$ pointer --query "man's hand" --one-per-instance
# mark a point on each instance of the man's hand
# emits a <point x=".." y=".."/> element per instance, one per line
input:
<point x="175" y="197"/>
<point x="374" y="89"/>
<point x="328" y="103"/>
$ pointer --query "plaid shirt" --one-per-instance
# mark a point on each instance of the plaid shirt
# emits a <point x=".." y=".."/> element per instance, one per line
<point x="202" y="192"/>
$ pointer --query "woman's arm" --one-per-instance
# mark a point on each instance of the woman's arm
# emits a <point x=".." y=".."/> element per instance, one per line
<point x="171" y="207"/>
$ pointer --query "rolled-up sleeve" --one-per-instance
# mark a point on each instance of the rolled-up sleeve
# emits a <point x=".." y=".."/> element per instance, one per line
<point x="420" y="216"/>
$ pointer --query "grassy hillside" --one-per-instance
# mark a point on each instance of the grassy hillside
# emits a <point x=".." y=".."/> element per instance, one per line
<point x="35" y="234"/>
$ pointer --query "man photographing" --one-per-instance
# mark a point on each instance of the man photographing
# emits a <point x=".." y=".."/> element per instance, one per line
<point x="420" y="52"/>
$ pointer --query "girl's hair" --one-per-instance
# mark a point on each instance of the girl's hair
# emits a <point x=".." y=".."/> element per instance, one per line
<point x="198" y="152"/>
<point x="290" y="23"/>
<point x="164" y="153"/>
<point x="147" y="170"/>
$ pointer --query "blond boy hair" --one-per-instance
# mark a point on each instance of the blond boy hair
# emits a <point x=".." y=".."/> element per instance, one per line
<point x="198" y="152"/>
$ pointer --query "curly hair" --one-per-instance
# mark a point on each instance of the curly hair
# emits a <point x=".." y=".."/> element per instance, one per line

- **Your objective**
Reproduce the material above, every line of it, exactly.

- **Completed task**
$ pointer --query "man's hand" --one-per-instance
# mark a point on each instance of the man's hand
# emits a <point x=".." y=".."/> element per instance, one per line
input:
<point x="175" y="197"/>
<point x="374" y="89"/>
<point x="328" y="103"/>
$ pointer --query "plaid shirt" --one-per-instance
# mark a point on each instance of the plaid shirt
# emits a <point x=".." y=".."/> element per instance, one per line
<point x="202" y="192"/>
$ pointer --query "woman's arm" --one-per-instance
# mark a point on each instance of the woman's arm
# emits a <point x=".." y=".."/> element per instance, one per line
<point x="171" y="207"/>
$ pointer --query "rolled-up sleeve" --one-per-instance
# mark a point on each instance of the rolled-up sleeve
# emits a <point x=".." y=".."/> element per instance, one per line
<point x="420" y="216"/>
$ pointer --query "grassy hillside" --one-per-instance
# mark a point on each instance of the grassy hillside
# emits a <point x=".." y=".."/> element per instance, one per line
<point x="35" y="234"/>
$ pointer --query "man photographing" --one-per-instance
# mark a point on each instance of the man photographing
# emits a <point x=".." y=".."/> element per instance, one per line
<point x="420" y="52"/>
$ pointer --query "girl's hair" --one-per-instance
# mark a point on each instance of the girl's hair
# emits a <point x=".." y=".."/> element per instance, one per line
<point x="198" y="152"/>
<point x="290" y="23"/>
<point x="164" y="153"/>
<point x="147" y="170"/>
$ pointer --query "blond boy hair" --one-per-instance
# mark a point on each instance of the blond boy hair
# emits a <point x=".." y=".."/> element per instance, one per line
<point x="198" y="152"/>
$ pointer --query "curly hair" --one-per-instance
# mark a point on each instance of the curly hair
# emits a <point x=".." y=".."/> element per instance, one per line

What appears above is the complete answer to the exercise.